[Task goal]
Starting with the line that contains "Where can the rocky mountain", copy every line through the end of the data below, exactly and with nothing added.
[start Records shown]
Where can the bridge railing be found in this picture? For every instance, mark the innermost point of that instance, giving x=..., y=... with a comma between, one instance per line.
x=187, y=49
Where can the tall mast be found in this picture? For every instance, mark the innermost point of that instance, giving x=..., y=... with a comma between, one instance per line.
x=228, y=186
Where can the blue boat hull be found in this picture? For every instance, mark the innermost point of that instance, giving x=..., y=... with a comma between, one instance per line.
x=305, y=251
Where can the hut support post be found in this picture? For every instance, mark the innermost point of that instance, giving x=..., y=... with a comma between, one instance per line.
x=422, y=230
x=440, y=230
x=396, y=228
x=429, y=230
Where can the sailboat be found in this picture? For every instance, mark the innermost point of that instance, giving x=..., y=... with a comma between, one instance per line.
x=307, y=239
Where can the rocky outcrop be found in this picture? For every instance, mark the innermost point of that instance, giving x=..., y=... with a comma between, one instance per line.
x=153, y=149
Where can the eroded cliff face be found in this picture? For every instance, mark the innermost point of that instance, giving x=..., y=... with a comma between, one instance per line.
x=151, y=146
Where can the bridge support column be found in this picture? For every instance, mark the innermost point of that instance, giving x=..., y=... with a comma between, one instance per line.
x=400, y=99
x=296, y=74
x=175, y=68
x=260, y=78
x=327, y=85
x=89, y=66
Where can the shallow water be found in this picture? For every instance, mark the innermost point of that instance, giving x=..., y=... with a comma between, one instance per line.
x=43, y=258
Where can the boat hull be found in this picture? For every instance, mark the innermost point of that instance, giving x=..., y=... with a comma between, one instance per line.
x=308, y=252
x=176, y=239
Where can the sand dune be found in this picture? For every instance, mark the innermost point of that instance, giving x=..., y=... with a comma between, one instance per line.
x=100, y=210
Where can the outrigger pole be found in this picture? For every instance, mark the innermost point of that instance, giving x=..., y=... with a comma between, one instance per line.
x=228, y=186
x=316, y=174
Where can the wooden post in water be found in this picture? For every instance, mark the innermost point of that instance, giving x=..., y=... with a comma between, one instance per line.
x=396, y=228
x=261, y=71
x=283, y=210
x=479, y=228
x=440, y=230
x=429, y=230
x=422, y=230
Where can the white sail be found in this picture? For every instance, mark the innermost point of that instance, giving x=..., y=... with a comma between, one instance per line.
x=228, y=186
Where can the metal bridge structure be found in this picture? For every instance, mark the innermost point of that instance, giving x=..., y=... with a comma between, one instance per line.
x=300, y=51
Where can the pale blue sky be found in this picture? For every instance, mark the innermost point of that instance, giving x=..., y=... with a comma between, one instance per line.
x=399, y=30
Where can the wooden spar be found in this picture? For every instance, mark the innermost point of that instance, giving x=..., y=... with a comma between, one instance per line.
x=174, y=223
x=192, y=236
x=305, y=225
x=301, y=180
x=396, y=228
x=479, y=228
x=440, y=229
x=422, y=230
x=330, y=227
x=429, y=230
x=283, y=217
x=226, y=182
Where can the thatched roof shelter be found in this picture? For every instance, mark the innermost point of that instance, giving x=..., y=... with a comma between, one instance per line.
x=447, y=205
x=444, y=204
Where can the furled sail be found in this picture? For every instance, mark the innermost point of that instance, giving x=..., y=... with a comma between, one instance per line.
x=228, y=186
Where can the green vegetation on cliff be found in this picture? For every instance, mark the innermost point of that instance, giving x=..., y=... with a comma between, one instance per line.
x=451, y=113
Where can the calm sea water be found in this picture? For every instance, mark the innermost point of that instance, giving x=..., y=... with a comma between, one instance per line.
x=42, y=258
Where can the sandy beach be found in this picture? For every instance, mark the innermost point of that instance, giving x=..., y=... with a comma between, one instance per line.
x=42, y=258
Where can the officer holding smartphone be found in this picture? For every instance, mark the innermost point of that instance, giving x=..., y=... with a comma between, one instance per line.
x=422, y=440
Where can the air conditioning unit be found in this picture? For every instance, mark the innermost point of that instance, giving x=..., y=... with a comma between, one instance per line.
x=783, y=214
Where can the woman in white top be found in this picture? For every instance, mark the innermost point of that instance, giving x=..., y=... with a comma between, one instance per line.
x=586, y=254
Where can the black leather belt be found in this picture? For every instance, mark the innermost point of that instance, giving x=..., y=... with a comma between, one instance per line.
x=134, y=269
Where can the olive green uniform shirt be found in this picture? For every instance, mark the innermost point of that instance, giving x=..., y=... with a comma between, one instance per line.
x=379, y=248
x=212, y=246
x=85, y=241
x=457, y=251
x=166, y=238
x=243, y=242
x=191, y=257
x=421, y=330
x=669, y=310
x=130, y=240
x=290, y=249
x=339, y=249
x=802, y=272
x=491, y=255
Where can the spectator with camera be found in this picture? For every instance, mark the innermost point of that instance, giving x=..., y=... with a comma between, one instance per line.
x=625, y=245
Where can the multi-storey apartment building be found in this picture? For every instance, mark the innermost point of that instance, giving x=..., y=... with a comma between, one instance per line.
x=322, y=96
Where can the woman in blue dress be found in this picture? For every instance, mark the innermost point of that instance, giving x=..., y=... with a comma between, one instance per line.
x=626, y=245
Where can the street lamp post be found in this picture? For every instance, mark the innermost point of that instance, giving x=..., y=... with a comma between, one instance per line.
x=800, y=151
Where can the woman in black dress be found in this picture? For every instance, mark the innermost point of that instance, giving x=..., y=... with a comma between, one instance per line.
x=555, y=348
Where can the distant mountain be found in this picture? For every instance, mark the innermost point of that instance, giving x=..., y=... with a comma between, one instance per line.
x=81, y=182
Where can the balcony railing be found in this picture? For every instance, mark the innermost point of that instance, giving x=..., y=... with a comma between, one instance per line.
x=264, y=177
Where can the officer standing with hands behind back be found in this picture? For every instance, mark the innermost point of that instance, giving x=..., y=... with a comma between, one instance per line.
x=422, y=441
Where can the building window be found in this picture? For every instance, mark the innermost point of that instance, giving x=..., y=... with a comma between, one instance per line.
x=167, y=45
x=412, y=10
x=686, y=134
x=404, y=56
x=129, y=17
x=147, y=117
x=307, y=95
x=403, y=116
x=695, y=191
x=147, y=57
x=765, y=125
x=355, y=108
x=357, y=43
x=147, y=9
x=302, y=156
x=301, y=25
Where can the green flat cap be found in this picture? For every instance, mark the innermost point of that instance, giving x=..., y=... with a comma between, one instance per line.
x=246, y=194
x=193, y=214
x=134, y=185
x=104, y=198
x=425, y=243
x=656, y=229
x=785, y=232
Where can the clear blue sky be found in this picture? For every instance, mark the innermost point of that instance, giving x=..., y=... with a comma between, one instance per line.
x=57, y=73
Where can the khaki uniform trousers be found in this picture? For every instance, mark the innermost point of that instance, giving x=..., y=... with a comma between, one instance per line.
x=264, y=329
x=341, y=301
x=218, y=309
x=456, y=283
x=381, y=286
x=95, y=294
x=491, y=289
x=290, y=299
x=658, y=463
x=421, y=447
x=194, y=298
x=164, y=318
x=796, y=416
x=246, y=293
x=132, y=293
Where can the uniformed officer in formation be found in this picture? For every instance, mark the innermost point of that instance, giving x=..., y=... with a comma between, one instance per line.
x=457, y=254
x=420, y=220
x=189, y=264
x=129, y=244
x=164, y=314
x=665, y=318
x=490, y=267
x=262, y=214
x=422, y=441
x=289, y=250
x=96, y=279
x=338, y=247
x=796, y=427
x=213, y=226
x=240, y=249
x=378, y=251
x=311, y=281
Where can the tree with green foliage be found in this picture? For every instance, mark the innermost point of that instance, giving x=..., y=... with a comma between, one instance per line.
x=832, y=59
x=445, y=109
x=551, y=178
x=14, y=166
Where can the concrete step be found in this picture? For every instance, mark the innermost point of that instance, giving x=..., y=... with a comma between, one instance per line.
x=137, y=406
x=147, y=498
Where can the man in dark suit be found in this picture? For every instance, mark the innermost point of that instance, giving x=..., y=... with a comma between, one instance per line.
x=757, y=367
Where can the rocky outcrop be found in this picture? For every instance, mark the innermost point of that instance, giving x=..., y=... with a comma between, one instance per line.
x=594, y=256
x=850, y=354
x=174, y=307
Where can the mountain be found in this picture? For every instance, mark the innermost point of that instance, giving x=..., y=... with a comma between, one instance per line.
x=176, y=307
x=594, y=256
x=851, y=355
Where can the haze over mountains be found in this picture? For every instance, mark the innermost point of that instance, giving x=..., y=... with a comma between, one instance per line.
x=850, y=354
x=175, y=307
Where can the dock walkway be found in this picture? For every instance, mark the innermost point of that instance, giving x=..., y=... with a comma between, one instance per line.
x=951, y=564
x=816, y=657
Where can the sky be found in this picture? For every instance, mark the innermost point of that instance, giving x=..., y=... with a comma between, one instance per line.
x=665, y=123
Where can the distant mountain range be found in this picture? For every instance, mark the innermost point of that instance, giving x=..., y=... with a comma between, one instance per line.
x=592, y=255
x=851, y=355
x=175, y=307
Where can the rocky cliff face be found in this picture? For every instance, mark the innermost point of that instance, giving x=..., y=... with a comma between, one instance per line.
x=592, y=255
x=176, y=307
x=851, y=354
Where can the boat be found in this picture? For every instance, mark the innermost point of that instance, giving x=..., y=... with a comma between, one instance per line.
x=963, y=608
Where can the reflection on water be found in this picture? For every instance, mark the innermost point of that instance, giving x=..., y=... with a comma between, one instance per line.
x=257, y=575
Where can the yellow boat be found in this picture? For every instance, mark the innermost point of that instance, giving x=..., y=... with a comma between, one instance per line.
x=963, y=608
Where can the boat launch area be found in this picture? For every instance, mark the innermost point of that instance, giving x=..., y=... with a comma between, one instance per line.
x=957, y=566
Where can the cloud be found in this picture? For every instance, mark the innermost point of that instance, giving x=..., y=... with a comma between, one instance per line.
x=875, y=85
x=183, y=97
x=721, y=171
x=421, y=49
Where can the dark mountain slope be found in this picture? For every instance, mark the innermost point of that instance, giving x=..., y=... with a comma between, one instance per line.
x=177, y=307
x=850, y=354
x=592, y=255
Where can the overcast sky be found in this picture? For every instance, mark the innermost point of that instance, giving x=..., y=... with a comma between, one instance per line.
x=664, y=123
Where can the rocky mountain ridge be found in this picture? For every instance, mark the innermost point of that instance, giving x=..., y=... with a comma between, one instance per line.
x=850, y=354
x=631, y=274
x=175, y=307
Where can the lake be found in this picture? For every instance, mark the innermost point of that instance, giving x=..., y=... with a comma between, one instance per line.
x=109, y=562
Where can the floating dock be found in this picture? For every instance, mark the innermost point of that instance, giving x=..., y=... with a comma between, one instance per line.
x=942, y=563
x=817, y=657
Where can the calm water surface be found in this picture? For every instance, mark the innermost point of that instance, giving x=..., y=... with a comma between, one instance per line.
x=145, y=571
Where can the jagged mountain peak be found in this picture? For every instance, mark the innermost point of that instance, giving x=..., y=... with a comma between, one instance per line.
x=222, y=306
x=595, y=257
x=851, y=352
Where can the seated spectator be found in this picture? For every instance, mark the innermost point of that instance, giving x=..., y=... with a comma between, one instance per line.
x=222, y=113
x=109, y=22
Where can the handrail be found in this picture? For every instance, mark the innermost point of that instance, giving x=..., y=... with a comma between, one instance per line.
[end Records shown]
[The reply]
Where can the rocky mountain ridge be found in this picture? For every instance, mark the innermost point of that instance, giving x=..., y=... with a comma between, one instance per line.
x=850, y=354
x=631, y=274
x=175, y=307
Where can the lake be found in this picture? For every instance, mark the innermost point of that instance, giving x=..., y=... with a comma between, one instance per line.
x=109, y=562
Where can the floating dock be found in this picture? For every instance, mark the innermost point of that instance, giving x=..., y=... with a comma between, one instance per line.
x=942, y=563
x=817, y=657
Where can the calm water surface be found in this picture? For every instance, mark the innermost point of that instance, giving x=..., y=... with a comma between, one instance per line.
x=145, y=571
Where can the jagged mountain peak be found in this picture? For every instance, mark the innermost point of that instance, giving x=..., y=... with a comma between, one instance per line.
x=222, y=306
x=595, y=257
x=851, y=352
Where can the seated spectator be found in this picture? For every instance, mark the innermost point of that instance, giving x=..., y=... with a comma between, one instance per line.
x=222, y=113
x=109, y=22
Where can the handrail be found in this picture? For every instance, mark the innermost point of that instance, giving x=..., y=... with a comma between, one instance per line.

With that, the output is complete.